> **Selected passage**:
News : 2012 : October

Best Presentation Award at the 2011 American Association of Zoo Veterinarians Annual Conference

Dr. Carolyn Cray was awarded the Safe Capture International Award for best presentation at the annual AAZV meeting in Kansas City. This year, in addition to the poster submission, each presenter was granted a 6 minute oral presentation. This provided the opportunity to present additional data and whet the audience’s appetite to visit the poster and speak with her further on the utility of these assays in their clinical practice. Dr. Cray reported the turn out was strong and that our research efforts were appreciated.

Protein electrophoresis has been used for many years in avian and wildlife medicine. Providing an opportunity to specifically quantitate albumin and view possible globulinopathies, this semi-automated method has been used as part of wellness exams as well as diagnostic workups. In 2009, Bertelsen and co-workers reported the use of acute phase protein assays in non domesticated mammals (J Zoo Wildl Med 40:199-203). Utilizing assays that have been implemented and well validated in traditional animal species such as horses and dogs, the group demonstrated a cross reactivity of the assays and data consistent with the health status of many different wildlife species.

[Segmentation mask data]

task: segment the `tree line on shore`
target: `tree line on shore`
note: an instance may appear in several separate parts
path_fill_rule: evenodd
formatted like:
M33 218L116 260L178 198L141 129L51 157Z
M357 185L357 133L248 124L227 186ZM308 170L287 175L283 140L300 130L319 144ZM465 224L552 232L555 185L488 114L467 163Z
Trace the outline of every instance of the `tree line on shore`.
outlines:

--

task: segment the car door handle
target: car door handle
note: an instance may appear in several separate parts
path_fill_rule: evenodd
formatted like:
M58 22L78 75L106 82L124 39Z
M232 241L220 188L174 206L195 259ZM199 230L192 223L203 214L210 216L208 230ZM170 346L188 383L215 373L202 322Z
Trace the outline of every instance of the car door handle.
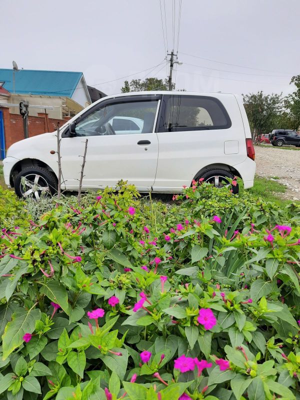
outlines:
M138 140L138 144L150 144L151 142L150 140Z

> **Brief**:
Continue the news item about Dr. Carolyn Cray's presentation award from the point where it stops.

> **Result below**:
The Avian & Wildlife Laboratory at the University of Miami affords the opportunity to further apply these assays to the practice of zoo and wildlife medicine. Given the wealth of samples submitted to the laboratory for routine diagnostic purposes, we have been able to gauge the reactivity of the assays for C-reactive protein (CRP), serum amyloid A (SAA), and haptoglobin (HP) in a number of varied species including birds, reptiles, and many non domesticated mammal species.

At this year’s AAZV meeting, Dr. Cray presented data showing the increase in SAA and HP during periods of EEHV viremia in Asian elephants, increases in HP in rhinoceros with various disease etiologies, and increases in SAA in manatees subject to cold stress. Applications for prognostic use, wellness exams, and population studies were readily demonstrated.